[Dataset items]
■ ■ ■ ■ ■ ■ ■

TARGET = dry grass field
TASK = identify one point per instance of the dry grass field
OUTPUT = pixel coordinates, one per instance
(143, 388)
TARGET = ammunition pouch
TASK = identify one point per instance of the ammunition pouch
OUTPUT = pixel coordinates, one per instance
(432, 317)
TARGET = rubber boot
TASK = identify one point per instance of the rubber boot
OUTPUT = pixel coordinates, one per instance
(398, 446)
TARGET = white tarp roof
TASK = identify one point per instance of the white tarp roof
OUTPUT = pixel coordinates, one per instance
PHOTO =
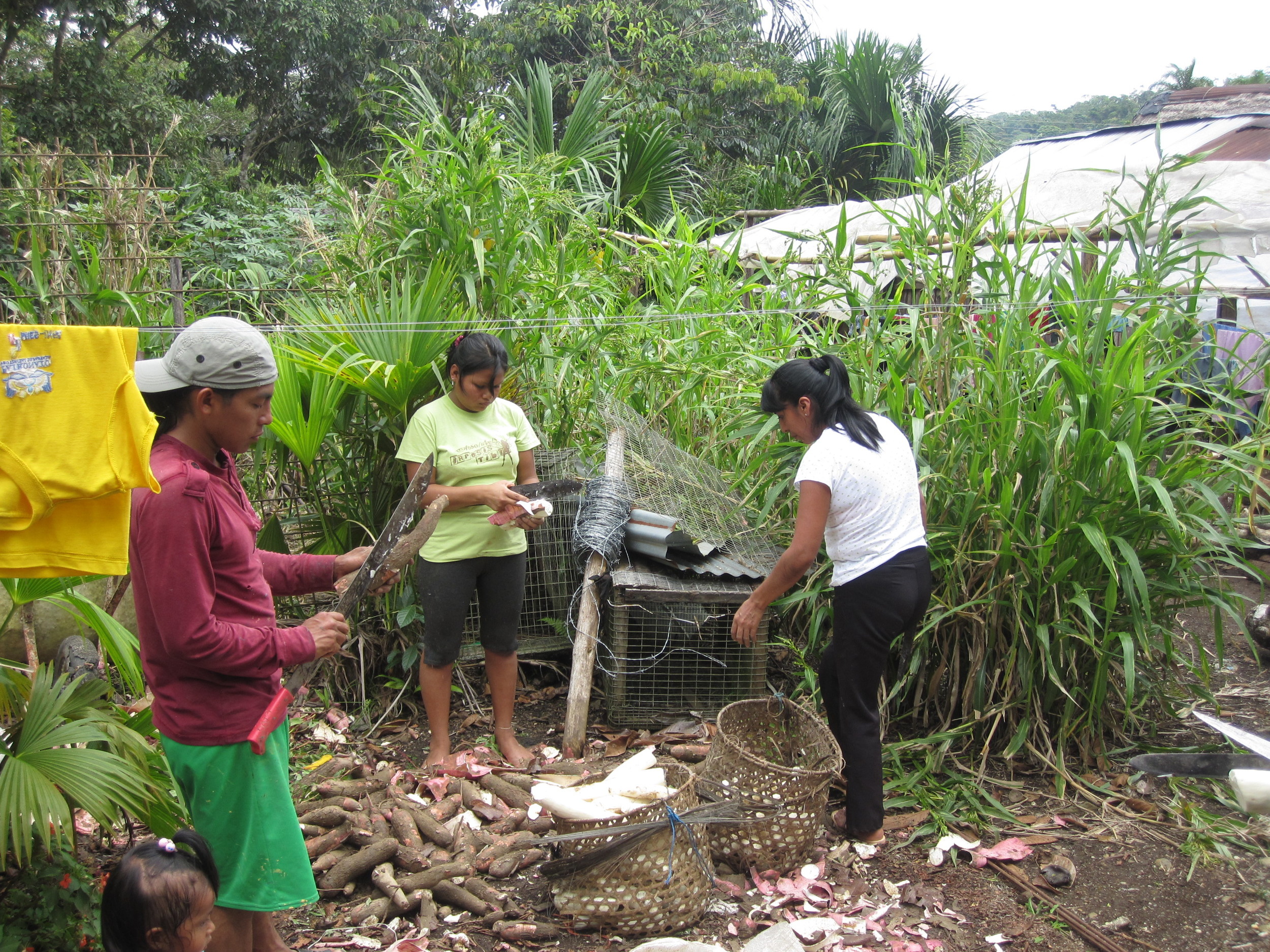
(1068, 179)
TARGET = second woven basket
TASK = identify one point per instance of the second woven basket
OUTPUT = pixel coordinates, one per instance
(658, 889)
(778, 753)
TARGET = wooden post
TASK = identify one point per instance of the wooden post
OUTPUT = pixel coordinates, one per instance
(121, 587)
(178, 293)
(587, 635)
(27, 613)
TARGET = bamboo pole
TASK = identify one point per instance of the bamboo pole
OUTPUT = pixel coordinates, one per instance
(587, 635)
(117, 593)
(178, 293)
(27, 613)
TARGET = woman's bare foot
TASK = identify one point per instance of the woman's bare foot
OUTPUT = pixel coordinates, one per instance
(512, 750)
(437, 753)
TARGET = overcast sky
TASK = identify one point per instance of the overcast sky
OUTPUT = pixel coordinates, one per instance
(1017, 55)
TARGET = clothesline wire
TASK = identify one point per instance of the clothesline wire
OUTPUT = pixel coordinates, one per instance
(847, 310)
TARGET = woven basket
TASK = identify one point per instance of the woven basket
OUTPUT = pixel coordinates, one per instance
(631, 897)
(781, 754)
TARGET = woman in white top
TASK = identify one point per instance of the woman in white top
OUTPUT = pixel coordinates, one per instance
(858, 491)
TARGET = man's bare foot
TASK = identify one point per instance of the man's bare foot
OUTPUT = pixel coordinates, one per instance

■ ■ ■ ■ ■ ■ ■

▶ TASK INSTRUCTIONS: With the pictures left out, transcribe the material exactly.

▶ FINAL RESULT:
TARGET = dry grass field
TASK = identify one point per instance of the dry grass field
OUTPUT = pixel coordinates, one per instance
(143, 388)
TARGET = ammunition pouch
TASK = identify one point per instance of the ammunition pouch
OUTPUT = pixel coordinates, one per instance
(432, 317)
TARGET = rubber boot
TASK = identify one point per instance of the rubber boot
OUTPUT = pixel coordinates, one per instance
(398, 446)
TARGET = white tarp roof
TASK = identify one point per instance of the white tarp roof
OUTPUT = pixel coordinates, one per instance
PHOTO =
(1068, 179)
TARGET = second woven basket
TASK = identify one point per instance of the second woven basket
OUTPUT = pixel coordinates, one per instance
(658, 889)
(778, 753)
TARGET = wooden post
TASK = identify one point per instance of the wooden post
OUTPUT = pixel coordinates, one per instance
(121, 587)
(178, 293)
(587, 635)
(27, 613)
TARGET = bamboo pole
TASK = identify one point per instance of the bamboo pole
OUTPUT = pixel coordinates, one per instance
(587, 635)
(117, 593)
(178, 293)
(27, 613)
TARGET = woman's bare foot
TASK = identify one point per instance of the woman's bare foot
OUTPUT = pixel coordinates, one per instance
(512, 750)
(437, 753)
TARGET = overcast sky
TASK = identify one point per instance of the overcast sky
OUTPUT = pixel coordinates, one per instance
(1017, 55)
TARGET = clothesline wire
TASK = identify one point per instance of the clothesline wire
OUTPUT = pixel coordinates, one per instance
(847, 310)
TARGET = woven basket
TASK = identify one point per instance of the woven basket
OUTPUT = pixel coordinates, one per instance
(631, 897)
(781, 754)
TARGET = woman in white top
TASK = identify one point per instance of the woman in white top
OUTPUT = pixel coordinates, one per instance
(858, 491)
TARGET = man's bare foot
TASK = identify one point per instance of the man's bare foot
OUTPUT = pixel coordinates, one per instance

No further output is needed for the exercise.